■ Tasks to complete:
1/ From the report on the cobalt mining lawsuit, extract the passage starting at "The lawsuit which" and ending at "unsafe mining sites.".
2/ Translate this sentence from the report on the cobalt mining lawsuit into Spanish: "The lawsuit accuses the firms of being complicit in the death of the children, as cobalt is a metal used to make batteries for the phones and computers they produce."

■ Extract provided:
——
The lawsuit which was filed in Washington DC on Sunday, describes the tragic demise of 5 boys in and injuries of 11, all aged between 13 and 17. According to reports, the victims were crushed and buried alive by tunnel collapses on unsafe mining sites.
Some also allegedly ended up in motorcycle accidents while moving cobalts, and others were gunned down by guards.
The 14 families’ cause is being pled by International Rights Advocates – an advocate group in the United States. According to the bereaved, US tech giants have been aware for some time that kids were being used to work in the mine.
In as much as the big techs do not buy directly from the sites, getting cobalt for their lithium batteries from European third parties implicates them.
The lawsuit accuses the firms of being complicit in the death of the children, as cobalt is a metal used to make batteries for the phones and computers they produce. This marks the first time the American tech industry is jointly facing legal action.
——
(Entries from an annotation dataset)
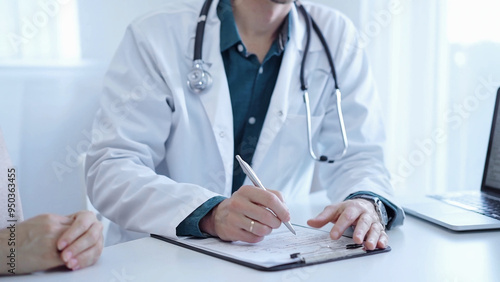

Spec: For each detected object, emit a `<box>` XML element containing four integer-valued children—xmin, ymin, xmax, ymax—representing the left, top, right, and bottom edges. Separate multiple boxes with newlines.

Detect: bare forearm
<box><xmin>0</xmin><ymin>229</ymin><xmax>17</xmax><ymax>275</ymax></box>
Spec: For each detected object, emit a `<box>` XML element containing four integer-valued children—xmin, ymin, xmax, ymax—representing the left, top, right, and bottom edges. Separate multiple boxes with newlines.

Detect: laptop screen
<box><xmin>483</xmin><ymin>89</ymin><xmax>500</xmax><ymax>191</ymax></box>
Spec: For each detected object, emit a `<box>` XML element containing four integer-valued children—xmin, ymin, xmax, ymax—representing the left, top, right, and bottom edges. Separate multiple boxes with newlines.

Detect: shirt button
<box><xmin>237</xmin><ymin>44</ymin><xmax>245</xmax><ymax>53</ymax></box>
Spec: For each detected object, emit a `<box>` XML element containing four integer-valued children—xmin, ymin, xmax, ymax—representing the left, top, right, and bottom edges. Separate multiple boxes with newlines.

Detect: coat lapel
<box><xmin>186</xmin><ymin>1</ymin><xmax>234</xmax><ymax>195</ymax></box>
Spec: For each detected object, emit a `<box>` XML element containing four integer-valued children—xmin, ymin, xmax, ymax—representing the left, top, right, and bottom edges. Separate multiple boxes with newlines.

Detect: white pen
<box><xmin>236</xmin><ymin>155</ymin><xmax>297</xmax><ymax>235</ymax></box>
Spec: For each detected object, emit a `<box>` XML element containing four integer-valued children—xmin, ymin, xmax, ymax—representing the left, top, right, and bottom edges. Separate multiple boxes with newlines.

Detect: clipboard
<box><xmin>151</xmin><ymin>224</ymin><xmax>391</xmax><ymax>271</ymax></box>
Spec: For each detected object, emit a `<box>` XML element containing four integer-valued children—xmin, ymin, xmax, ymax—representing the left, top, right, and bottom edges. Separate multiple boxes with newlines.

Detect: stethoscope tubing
<box><xmin>188</xmin><ymin>0</ymin><xmax>349</xmax><ymax>163</ymax></box>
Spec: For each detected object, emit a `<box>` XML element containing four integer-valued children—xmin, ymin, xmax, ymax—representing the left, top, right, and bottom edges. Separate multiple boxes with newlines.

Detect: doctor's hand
<box><xmin>307</xmin><ymin>199</ymin><xmax>389</xmax><ymax>250</ymax></box>
<box><xmin>200</xmin><ymin>186</ymin><xmax>290</xmax><ymax>243</ymax></box>
<box><xmin>57</xmin><ymin>211</ymin><xmax>103</xmax><ymax>270</ymax></box>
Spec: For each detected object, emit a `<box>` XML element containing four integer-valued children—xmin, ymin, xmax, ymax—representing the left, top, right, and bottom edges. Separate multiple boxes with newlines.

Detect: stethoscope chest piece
<box><xmin>187</xmin><ymin>60</ymin><xmax>213</xmax><ymax>94</ymax></box>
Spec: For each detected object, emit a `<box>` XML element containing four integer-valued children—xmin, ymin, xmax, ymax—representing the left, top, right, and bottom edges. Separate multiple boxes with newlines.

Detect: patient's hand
<box><xmin>57</xmin><ymin>211</ymin><xmax>103</xmax><ymax>270</ymax></box>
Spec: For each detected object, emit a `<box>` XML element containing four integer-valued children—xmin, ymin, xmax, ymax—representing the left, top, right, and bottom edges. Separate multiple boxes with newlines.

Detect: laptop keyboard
<box><xmin>429</xmin><ymin>195</ymin><xmax>500</xmax><ymax>220</ymax></box>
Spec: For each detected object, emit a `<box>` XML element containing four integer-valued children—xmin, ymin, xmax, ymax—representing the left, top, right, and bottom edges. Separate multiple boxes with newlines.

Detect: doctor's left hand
<box><xmin>307</xmin><ymin>199</ymin><xmax>389</xmax><ymax>250</ymax></box>
<box><xmin>57</xmin><ymin>211</ymin><xmax>103</xmax><ymax>270</ymax></box>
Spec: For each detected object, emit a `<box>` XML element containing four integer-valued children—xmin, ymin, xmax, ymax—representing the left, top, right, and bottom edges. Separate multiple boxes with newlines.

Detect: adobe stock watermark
<box><xmin>52</xmin><ymin>76</ymin><xmax>157</xmax><ymax>182</ymax></box>
<box><xmin>7</xmin><ymin>0</ymin><xmax>74</xmax><ymax>54</ymax></box>
<box><xmin>346</xmin><ymin>0</ymin><xmax>403</xmax><ymax>51</ymax></box>
<box><xmin>391</xmin><ymin>76</ymin><xmax>500</xmax><ymax>186</ymax></box>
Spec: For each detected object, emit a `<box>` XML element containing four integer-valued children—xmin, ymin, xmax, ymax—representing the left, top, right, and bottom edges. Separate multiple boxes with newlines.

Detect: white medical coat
<box><xmin>86</xmin><ymin>0</ymin><xmax>398</xmax><ymax>244</ymax></box>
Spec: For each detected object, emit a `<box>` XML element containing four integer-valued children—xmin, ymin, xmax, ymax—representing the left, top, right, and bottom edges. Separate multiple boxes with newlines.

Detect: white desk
<box><xmin>12</xmin><ymin>193</ymin><xmax>500</xmax><ymax>282</ymax></box>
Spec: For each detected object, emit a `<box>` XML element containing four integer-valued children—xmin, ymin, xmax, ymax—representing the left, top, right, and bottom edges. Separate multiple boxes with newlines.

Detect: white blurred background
<box><xmin>0</xmin><ymin>0</ymin><xmax>500</xmax><ymax>217</ymax></box>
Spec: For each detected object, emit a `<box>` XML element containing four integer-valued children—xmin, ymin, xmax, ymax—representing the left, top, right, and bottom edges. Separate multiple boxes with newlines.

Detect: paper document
<box><xmin>153</xmin><ymin>225</ymin><xmax>389</xmax><ymax>270</ymax></box>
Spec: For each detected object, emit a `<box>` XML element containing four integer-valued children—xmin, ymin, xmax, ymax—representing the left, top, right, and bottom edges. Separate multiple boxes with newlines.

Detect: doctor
<box><xmin>86</xmin><ymin>0</ymin><xmax>404</xmax><ymax>249</ymax></box>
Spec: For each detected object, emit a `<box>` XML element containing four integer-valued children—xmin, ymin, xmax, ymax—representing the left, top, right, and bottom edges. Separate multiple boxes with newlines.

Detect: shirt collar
<box><xmin>217</xmin><ymin>0</ymin><xmax>291</xmax><ymax>53</ymax></box>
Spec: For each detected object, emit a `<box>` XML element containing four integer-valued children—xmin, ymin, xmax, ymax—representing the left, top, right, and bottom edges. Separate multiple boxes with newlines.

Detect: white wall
<box><xmin>0</xmin><ymin>0</ymin><xmax>498</xmax><ymax>217</ymax></box>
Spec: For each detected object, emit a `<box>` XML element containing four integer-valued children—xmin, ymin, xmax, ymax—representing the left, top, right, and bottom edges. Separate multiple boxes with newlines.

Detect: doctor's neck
<box><xmin>231</xmin><ymin>0</ymin><xmax>292</xmax><ymax>61</ymax></box>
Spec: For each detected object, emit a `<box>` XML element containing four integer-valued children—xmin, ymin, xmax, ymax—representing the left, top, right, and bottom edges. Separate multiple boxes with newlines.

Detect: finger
<box><xmin>61</xmin><ymin>221</ymin><xmax>102</xmax><ymax>263</ymax></box>
<box><xmin>238</xmin><ymin>186</ymin><xmax>290</xmax><ymax>222</ymax></box>
<box><xmin>330</xmin><ymin>206</ymin><xmax>363</xmax><ymax>240</ymax></box>
<box><xmin>226</xmin><ymin>191</ymin><xmax>281</xmax><ymax>229</ymax></box>
<box><xmin>377</xmin><ymin>231</ymin><xmax>389</xmax><ymax>249</ymax></box>
<box><xmin>66</xmin><ymin>232</ymin><xmax>103</xmax><ymax>270</ymax></box>
<box><xmin>365</xmin><ymin>222</ymin><xmax>383</xmax><ymax>250</ymax></box>
<box><xmin>57</xmin><ymin>211</ymin><xmax>98</xmax><ymax>251</ymax></box>
<box><xmin>267</xmin><ymin>189</ymin><xmax>285</xmax><ymax>203</ymax></box>
<box><xmin>352</xmin><ymin>213</ymin><xmax>378</xmax><ymax>244</ymax></box>
<box><xmin>243</xmin><ymin>218</ymin><xmax>273</xmax><ymax>237</ymax></box>
<box><xmin>307</xmin><ymin>205</ymin><xmax>342</xmax><ymax>228</ymax></box>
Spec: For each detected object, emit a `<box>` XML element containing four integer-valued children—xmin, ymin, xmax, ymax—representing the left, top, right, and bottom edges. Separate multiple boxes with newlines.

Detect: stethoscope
<box><xmin>187</xmin><ymin>0</ymin><xmax>349</xmax><ymax>163</ymax></box>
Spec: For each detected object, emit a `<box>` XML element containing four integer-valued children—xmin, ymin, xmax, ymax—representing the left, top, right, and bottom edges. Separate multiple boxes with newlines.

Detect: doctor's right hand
<box><xmin>200</xmin><ymin>185</ymin><xmax>290</xmax><ymax>243</ymax></box>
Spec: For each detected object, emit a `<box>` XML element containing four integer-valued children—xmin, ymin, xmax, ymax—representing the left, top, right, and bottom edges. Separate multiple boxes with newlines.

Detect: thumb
<box><xmin>307</xmin><ymin>206</ymin><xmax>337</xmax><ymax>228</ymax></box>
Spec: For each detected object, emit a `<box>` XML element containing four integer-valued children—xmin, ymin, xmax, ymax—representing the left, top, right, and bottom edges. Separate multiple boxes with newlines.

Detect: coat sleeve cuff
<box><xmin>344</xmin><ymin>191</ymin><xmax>405</xmax><ymax>230</ymax></box>
<box><xmin>176</xmin><ymin>196</ymin><xmax>226</xmax><ymax>238</ymax></box>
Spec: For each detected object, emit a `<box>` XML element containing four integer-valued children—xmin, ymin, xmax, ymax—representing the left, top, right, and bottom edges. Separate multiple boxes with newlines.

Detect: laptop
<box><xmin>401</xmin><ymin>88</ymin><xmax>500</xmax><ymax>231</ymax></box>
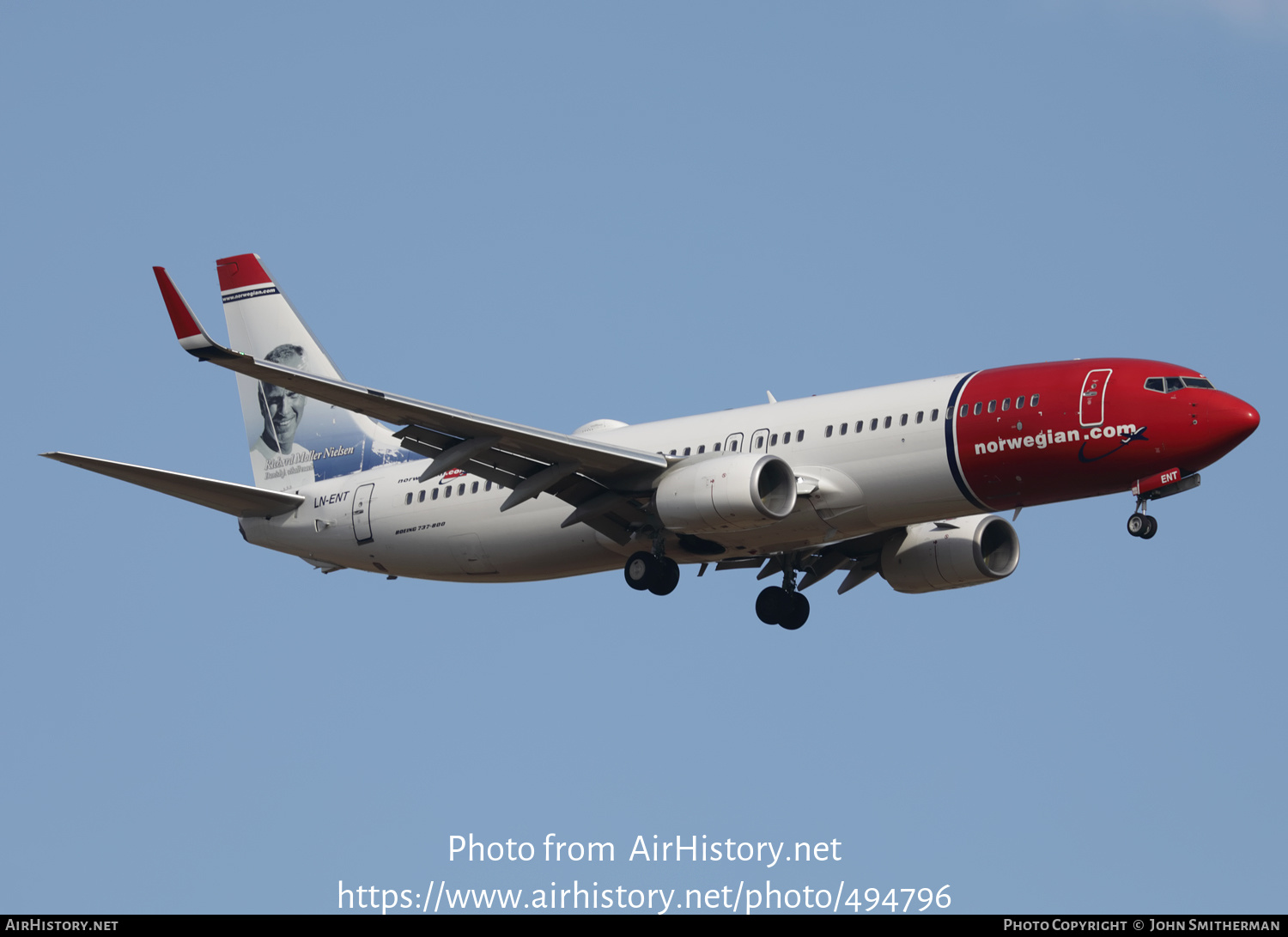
——
■ Responses to the tasks:
1/
The lawsuit which was filed in Washington DC on Sunday, describes the tragic demise of 5 boys in and injuries of 11, all aged between 13 and 17. According to reports, the victims were crushed and buried alive by tunnel collapses on unsafe mining sites.

2/ La demanda acusa a las empresas de ser cómplices de la muerte de los niños, ya que el cobalto es un metal que se utiliza para fabricar baterías para los teléfonos y las computadoras que producen.